Opdrachten.
1) Leg in één tot drie zinnen uit waarom het volgens de tekst over Generative Adversarial Networks betekent dat de generator "waanzinnig goed" is in het maken van realistische foto's, wanneer beide netwerken "in de helft van de gevallen" winnen.
2) Ga alsjeblieft verder met de tekst over Generative Adversarial Networks, vanaf de zin waarmee die eindigt.

Te lezen fragment.
Impressie van de exoplaneet Beta Pictoris b (Bron: ESA)

Competitie in de computer

Hoe werkt dit nou ongeveer? Het idee achter deze Generative Adversarial Networks (GANs) is grofweg als volgt. Om een neuraal netwerk te trainen, heb je eigenlijk twee netwerken nodig en een heleboel data om van te leren. Een van de twee netwerken is de generator (oftewel: de maker) de andere de discriminator (oftewel: de beoordelaar).

Deze twee netwerken spelen een spelletje dat ze beide proberen te winnen. De generator maakt steeds nieuwe, willekeurige foto’s. De discriminator krijgt steeds een foto te zien en moet dan zeggen of het een werkelijke foto is of eentje gemaakt door de generator. Als hij het fout heeft, wint de generator, als hij het goed heeft de discriminator.

Slim algoritme

Hierachter zit een slim algoritme dat probeert om de prestaties van de beide netwerken zo aan te scherpen dat ze allebei steeds beter worden. In het begin zal de generator vooral onzin maken en heeft de discriminator het niet zo moeilijk. Uiteindelijk winnen ze allebei in de helft van de gevallen. Dit betekent in de praktijk dat de discriminator het verschil niet meer kan zien. In de helft van de keren beoordeelt het netwerk het toevallig goed. Op dat moment is de generator dus blijkbaar waanzinnig goed in het maken van realistische foto’s. Niet van echt te onderscheiden!

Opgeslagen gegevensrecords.
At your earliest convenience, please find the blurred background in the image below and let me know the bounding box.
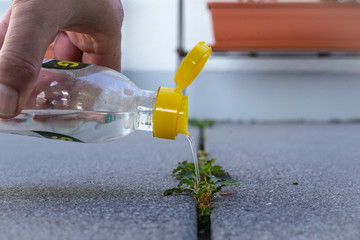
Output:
[0,0,360,122]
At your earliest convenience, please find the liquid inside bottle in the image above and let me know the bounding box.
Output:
[0,61,156,143]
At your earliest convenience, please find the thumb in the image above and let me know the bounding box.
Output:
[0,1,56,118]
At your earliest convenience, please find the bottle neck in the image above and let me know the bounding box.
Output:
[134,90,157,131]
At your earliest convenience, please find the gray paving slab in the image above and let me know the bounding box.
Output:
[206,124,360,240]
[0,129,197,240]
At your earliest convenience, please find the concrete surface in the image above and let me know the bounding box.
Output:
[0,132,197,240]
[206,124,360,240]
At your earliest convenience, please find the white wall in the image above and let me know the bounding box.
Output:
[0,0,360,121]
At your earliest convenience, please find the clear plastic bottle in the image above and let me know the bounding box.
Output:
[0,42,211,143]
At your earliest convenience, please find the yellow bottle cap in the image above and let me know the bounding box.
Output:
[152,42,211,139]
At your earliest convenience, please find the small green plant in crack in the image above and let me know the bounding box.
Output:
[164,151,241,230]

Antwoorden per nummer.
1) Als beide netwerken in de helft van de gevallen winnen, kan de discriminator het verschil tussen echte foto's en foto's van de generator niet meer zien. Zijn goede beoordelingen zijn dan toeval. De foto's van de generator zijn dus niet meer van echt te onderscheiden.

2)
Die ontwikkeling kunnen we vervolgens gebruiken om ontbrekende gedeelten van foto’s aan te vullen met door de computer gegenereerde content. De computer heeft inmiddels zoveel foto’s bekeken dat hij zelf kan bedenken welke informatie nog mist. Dit kun je vergelijken met een foto van een mens bij wie de neus ontbreekt. De computer zal aan de hand van de stand van de ogen en de mond ontdekken waar de neus hoort te zitten, en hoe die eruit moet zien.

Precies deze techniek gebruiken we nu in ons onderzoek. Alleen passen we die dan niet toe op foto’s, maar op chemische en fysische computermodellen van exoplaneten. Zo gebruiken wij precies dezelfde software die is ontwikkeld voor fotobewerking of zoeksystemen door grote bedrijven als NVIDIA en Google, voor ons eigen sterrenkundig onderzoek. Hadden ze vast niet gedacht.

Plato

Plato: Een illustratie van een exoplaneetsysteem (Bron: ESA)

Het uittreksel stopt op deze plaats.